*Required work:* I would like each line of the data that holds the word "person" copied out.

*Collected data:*
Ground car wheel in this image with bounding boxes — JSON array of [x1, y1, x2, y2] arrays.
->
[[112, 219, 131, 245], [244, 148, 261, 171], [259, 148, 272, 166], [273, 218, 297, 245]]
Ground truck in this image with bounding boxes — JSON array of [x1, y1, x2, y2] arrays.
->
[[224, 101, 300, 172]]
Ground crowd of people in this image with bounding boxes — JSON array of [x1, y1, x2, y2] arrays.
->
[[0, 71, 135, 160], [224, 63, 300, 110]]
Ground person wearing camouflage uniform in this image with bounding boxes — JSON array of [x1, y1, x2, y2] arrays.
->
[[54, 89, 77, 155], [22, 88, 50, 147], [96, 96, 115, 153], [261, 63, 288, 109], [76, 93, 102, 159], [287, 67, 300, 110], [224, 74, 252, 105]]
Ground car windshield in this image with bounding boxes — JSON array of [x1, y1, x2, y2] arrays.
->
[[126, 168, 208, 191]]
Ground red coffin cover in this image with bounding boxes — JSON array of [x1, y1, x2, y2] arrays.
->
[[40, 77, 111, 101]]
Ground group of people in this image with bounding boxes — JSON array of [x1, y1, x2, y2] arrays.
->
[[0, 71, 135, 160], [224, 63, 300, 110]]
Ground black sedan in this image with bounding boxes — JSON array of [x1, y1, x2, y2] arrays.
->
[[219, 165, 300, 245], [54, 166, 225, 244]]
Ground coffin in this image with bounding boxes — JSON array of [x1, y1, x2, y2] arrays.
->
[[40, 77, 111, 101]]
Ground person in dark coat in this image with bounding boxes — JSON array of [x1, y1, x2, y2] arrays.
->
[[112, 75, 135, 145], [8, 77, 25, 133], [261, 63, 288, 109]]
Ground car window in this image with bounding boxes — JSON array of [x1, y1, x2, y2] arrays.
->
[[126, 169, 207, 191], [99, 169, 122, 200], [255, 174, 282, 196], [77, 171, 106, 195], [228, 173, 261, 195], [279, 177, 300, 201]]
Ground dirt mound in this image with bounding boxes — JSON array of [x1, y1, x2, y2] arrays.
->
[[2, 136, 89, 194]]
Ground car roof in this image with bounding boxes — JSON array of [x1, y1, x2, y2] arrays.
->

*Result of the exercise:*
Ground person wearing camouflage uniform in this image with bounding boxes — JSON array of [x1, y1, x2, y2] arrays.
Ground person in dark coat in this image with bounding boxes — JSON array of [x1, y1, x2, y2] arrays.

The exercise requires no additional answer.